The task: Copy the records below, swapping "unopened bud" for "closed bud" and leaving every other character as it is.

— Start Data for this exercise —

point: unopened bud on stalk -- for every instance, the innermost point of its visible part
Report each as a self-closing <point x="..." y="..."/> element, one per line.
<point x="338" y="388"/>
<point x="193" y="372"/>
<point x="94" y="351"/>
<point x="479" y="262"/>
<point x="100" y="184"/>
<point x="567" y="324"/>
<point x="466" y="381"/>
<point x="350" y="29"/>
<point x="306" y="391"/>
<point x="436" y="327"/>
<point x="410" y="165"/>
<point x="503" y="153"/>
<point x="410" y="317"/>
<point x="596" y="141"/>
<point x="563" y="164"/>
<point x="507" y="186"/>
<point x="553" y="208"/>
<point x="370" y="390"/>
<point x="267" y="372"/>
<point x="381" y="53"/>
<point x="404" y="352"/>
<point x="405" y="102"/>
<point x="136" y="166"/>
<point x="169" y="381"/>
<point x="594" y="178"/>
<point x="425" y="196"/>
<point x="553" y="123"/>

— End Data for this exercise —

Solution below:
point: closed bud on stalk -- for every instance, the innermost point of its visible part
Report each as a self-closing <point x="..." y="..."/> element, one per line.
<point x="338" y="388"/>
<point x="193" y="372"/>
<point x="94" y="351"/>
<point x="479" y="262"/>
<point x="100" y="184"/>
<point x="567" y="324"/>
<point x="466" y="381"/>
<point x="350" y="29"/>
<point x="306" y="391"/>
<point x="436" y="327"/>
<point x="410" y="165"/>
<point x="503" y="153"/>
<point x="410" y="317"/>
<point x="596" y="141"/>
<point x="563" y="164"/>
<point x="507" y="186"/>
<point x="553" y="208"/>
<point x="370" y="390"/>
<point x="267" y="372"/>
<point x="381" y="53"/>
<point x="404" y="352"/>
<point x="405" y="102"/>
<point x="136" y="166"/>
<point x="169" y="381"/>
<point x="594" y="178"/>
<point x="425" y="196"/>
<point x="553" y="123"/>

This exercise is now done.